# Source text:
::::::

I often watch the WAN show after the fact, mainly due to the time difference to the UK (and previously the Middle East). Although it depends how busy I am, if I don't have the time to watch/listen to the whole show I often get the topics I'm particularly interested in on the LMG clips channel.
just like mods you could open source merch messages and people can use it at their own risk. Maybe they can even customize it for themselves and rerelease it if they have someone on their team that can code
@@davidamaral9655to be fair, I doubt it makes financial sense to. they'd need to redevelop it whether they wanted to open source it or sell it, because it's probably still hard-coded with a lot of their private APIs and workflows
My work includes looking at greyscale images with black small dark spots on. We have a monitor with a dead pixel on it, so there's an arrow on the bezel pointing at it, to make sure nobody thinks it's a real datapoint in the image.
I'm convinced that not getting DLSS is simpler than secret deals (under or above the table). I believe there's contracts that stipulate getting FSR, and that there's just not enough motivation to have both. Implementing either probably isn't interesting to most developers, and the suits see that FSR works on hardware from all vendors, so they don't see the point in spending resources on a second, similar technology. Of course it's not that black and white, but in the end, dlss probably gets cut under time pressure and/or opportunity cost considerations, and returning to it after a successful launch may be hard to justify...
From what I understand DLSS is a free plug in for Unreal Engine 4, so it would not cost anything extra to add to games. At the same time FSR2 as well as FSR3 are also free to use as well. So in theory it wouldn't cost anything to have both implemented in to games other than probably more time coding a game so it could use these features. However it is likely that games sponsored by AMD and NVIDIA, to garner that sponsorship be restricted to using just that company's features. That said it would be more harmful for games to use solely DLSS due to it only being compatible with NVIDA graphics cards only, compared to FSR's cross platform compatibility, but this harm is more to the consumer. So to that point you might be right, there is just more incentive, especially if you have to take any considerable amount of time to code to only use FSR than DLSS, but I think exclusivity FSR over DLSS or vice versa in games is most likely due to who is sponsoring the game and not how hard it is to add either into the game or how much it would cost.
@@nathanacreman7517 ah, but looking at that and concluding there are no costs is understandable but naive, even if you do only consider games made in UE4 (which Starfield is not). Just the time it takes to test that it is working properly alone adds up. The QA department would have to spend plenty of time on just checking different parts, areas or levels of the game just to make sure that everything runs fine. Even if not looking at the details but just giving things a quick glance to see it doesn't crash can take days in larger games.
@@jasper265 you are probably right, and didn't realize until you mentioned it that Bathesda used Creation Engine 2 to make starfield. They also didn't bother to incorporate FSR 3 despite most likely having access to it prior to launch. So maybe it was more time than they could afford to the project that was already many years in the making.
Here's a bit of a wild idea for going back to the Wii U "party days". Co-op Switches. You need two units to make it work. One is plugged into the TV, the other acts as that "party controller" that guides a co-op game. Everyone else uses a normal controller.

::::::

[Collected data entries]

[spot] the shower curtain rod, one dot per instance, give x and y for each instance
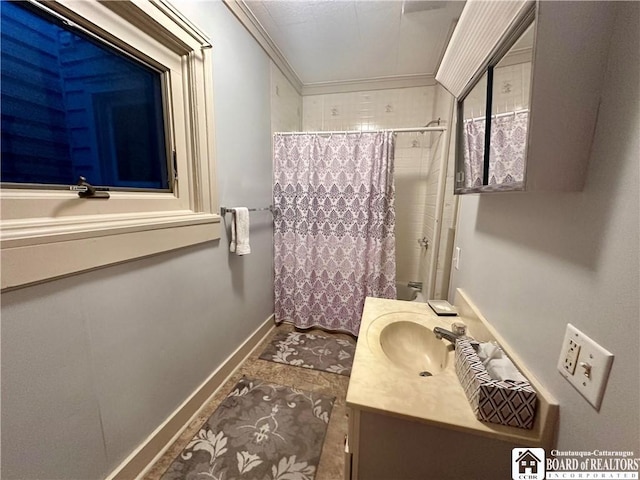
(392, 130)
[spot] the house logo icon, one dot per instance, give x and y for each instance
(527, 464)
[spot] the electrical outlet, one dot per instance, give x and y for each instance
(585, 364)
(571, 356)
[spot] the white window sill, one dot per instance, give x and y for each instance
(37, 253)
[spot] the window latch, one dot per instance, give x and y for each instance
(86, 190)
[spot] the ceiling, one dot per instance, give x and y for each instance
(329, 41)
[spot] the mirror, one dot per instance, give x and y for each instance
(494, 118)
(473, 113)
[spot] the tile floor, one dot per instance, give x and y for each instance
(331, 465)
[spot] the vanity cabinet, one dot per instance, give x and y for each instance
(405, 425)
(388, 447)
(528, 93)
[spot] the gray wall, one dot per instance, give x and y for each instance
(533, 262)
(92, 364)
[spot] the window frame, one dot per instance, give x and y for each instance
(49, 233)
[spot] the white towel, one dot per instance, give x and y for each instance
(240, 232)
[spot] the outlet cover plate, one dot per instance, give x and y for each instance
(589, 362)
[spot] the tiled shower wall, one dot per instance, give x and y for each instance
(416, 169)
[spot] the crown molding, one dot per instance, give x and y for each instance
(257, 31)
(380, 83)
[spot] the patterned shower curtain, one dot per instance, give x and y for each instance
(334, 229)
(507, 149)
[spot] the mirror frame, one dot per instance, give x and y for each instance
(513, 35)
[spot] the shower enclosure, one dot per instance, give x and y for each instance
(425, 205)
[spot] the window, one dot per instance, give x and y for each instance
(73, 106)
(119, 93)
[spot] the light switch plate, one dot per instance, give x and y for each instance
(585, 364)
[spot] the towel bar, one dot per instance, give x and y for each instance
(225, 210)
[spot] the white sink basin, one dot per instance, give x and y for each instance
(405, 341)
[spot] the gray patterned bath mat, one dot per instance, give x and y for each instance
(309, 350)
(261, 431)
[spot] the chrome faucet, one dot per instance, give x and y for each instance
(459, 331)
(440, 332)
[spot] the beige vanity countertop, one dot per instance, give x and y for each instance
(378, 386)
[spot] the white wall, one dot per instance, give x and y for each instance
(92, 364)
(286, 103)
(533, 262)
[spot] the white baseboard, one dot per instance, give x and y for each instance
(156, 444)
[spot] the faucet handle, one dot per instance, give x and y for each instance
(459, 328)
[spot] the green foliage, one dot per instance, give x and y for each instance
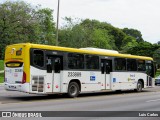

::::::

# Task instructions:
1) Answer these questions using the comment thread above the records.
(a) What is on the bezel of the monitor that has a dead pixel?
(b) Which engine did Bethesda use to make Starfield?
(c) How many units does the Co-op Switches idea require?
2) Decide whether each statement agrees with the comment thread above the records. Answer yes or no, and quote the deciding words.
(a) DLSS is described as a free plug-in for Unreal Engine 4.
(b) Starfield was made in UE4.
(c) In the Co-op Switches idea, everyone uses the party controller.
3) Extract from the comment thread above the records the part that opens with the words containing "just like mods" and closes with "in the image.", copying it exactly.

# Task responses:
1)
(a) An arrow pointing at the dead pixel.
(b) Creation Engine 2.
(c) Two.

2)
(a) Yes: "DLSS is a free plug in for Unreal Engine 4"
(b) No: "even if you do only consider games made in UE4 (which Starfield is not)"
(c) No: "Everyone else uses a normal controller."

3)
just like mods you could open source merch messages and people can use it at their own risk. Maybe they can even customize it for themselves and rerelease it if they have someone on their team that can code
@@davidamaral9655to be fair, I doubt it makes financial sense to. they'd need to redevelop it whether they wanted to open source it or sell it, because it's probably still hard-coded with a lot of their private APIs and workflows
My work includes looking at greyscale images with black small dark spots on. We have a monitor with a dead pixel on it, so there's an arrow on the bezel pointing at it, to make sure nobody thinks it's a real datapoint in the image.